==== Document excerpt ====
Sunday, February 18 , 2018, 10:44 am | A Few Clouds 58º


Margo Kline: Music Club Shines with Pianist Betty Oberacker

Saturday's free concert was another gem, with works by Brahms and Debussy

Among the musical riches with which this community is blessed, the Santa Barbara Music Club shines especially bright, as it did Saturday in a concert with pianist Betty Oberacker.

Oberacker appeared in the Faulkner Gallery of the Santa Barbara Central Library, with two collaborators, in works by Johannes Brahms and Claude Debussy. This was a kind of bonus concert from the club, which generally provides one morning concert a month and one matinee. As is customary with most Music Club events, there was no charge for admission.

Oberacker, professor emeritus of music at UCSB among her many accomplishments, partnered with violinist Philip Ficsor in the Brahms Sonata No. 1 in G major, Opus 78. What we read about the composer is that he lived modestly, was deeply devoted to pianist Clara Wieck Schumann and slouched around Viennawearing an old overcoat fastened with a safety pin. That his music is sublime is, of course, a matter of taste, but for many music lovers it is comparable to the works of Ludwig van Beethoven and Johann Sebastian Bach.

The violin sonata is in three movements, winding up with an allegro molto moderato to which Oberacker and Ficsor brought a pleasing harmony. Ficsor is assistant professor of violin and chamber music at Westmont College and also an advocate of contemporary composers, but fared quite handsomely in the Brahms.
==== Recorded data ====
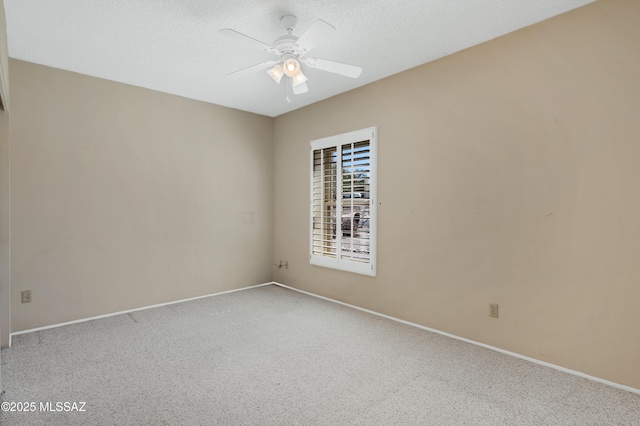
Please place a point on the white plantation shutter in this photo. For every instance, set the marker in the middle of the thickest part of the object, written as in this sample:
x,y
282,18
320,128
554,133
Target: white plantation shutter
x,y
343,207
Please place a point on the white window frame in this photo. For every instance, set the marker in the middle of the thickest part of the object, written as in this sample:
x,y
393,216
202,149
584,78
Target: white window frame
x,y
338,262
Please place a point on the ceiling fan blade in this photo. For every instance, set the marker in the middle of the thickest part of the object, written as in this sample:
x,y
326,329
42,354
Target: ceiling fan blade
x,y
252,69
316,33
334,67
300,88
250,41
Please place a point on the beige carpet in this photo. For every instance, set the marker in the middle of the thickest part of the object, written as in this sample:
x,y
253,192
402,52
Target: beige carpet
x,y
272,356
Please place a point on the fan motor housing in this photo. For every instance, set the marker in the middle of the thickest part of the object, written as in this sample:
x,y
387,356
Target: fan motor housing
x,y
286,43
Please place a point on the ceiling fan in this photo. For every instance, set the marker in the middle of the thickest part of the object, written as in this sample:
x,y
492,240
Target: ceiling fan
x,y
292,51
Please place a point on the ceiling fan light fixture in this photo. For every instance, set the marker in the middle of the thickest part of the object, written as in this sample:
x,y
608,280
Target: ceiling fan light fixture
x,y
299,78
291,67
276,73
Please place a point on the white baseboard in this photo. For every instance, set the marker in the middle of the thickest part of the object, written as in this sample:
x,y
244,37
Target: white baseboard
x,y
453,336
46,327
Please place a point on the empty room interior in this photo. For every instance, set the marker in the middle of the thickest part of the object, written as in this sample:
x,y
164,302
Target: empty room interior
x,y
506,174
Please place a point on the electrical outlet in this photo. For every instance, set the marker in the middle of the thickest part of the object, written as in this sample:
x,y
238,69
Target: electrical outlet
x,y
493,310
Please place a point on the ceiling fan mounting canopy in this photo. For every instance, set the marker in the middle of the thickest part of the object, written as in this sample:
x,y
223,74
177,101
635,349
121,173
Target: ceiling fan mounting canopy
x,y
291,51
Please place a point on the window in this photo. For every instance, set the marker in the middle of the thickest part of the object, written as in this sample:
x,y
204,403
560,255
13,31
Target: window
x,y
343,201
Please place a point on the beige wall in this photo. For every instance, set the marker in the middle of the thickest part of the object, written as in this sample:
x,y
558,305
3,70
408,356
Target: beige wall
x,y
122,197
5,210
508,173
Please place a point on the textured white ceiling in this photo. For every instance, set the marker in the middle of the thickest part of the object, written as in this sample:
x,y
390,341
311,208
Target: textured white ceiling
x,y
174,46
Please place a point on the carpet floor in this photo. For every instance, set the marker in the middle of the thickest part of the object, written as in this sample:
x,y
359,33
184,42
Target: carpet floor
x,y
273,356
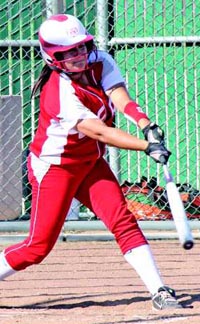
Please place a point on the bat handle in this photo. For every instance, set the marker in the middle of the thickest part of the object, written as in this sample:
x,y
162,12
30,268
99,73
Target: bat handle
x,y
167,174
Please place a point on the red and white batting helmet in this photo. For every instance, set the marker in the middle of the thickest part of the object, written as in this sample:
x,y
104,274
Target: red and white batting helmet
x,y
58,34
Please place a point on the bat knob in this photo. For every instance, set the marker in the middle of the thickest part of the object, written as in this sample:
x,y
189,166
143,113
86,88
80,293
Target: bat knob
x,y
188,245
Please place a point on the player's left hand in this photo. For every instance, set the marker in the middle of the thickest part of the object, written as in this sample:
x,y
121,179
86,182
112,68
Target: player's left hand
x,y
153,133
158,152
====
• Task objective: Continue the review of Betty Oberacker's Music Club concert, starting right after its last sentence.

• Task response:
Oberacker then played three works by Debussy: La puerto delvino (“The Portof Wine”), La fille aux cheveux de lin (“The Girl with the Flaxen Hair”) and Jardins sous la pluie (“Gardens in the Rain”). Debussy enjoyed great favor in France in the 19th century, where his music was dubbed “Impressionistic,” i.e. with some dissonance and often lacking in formal tone and key signature. Debussy said he disliked that term, but his compositions were considered quite modern for his time.

The closing set of pieces consisted of works from the Brahms Hungarian Dances, Opus 65a. Here, Oberacker was joined at the piano by Stephen Schneider, who — along with his chamber music avocation — is a practicing attorney. He and Oberacker brought a high level of energy to these infectious works. However curmudgeonly Brahms appeared to the people who knew him, he seemed to tap into a deep vein of joy for these dances.

The Music Club’s next concert will be at 11 a.m. Wednesday, May 11 at First Congregational Church, 2101 State St. in Santa Barbara. Works by Brahms, Clara Schumann, Johannes Donjon and Albert Franz Doppler will be on the program.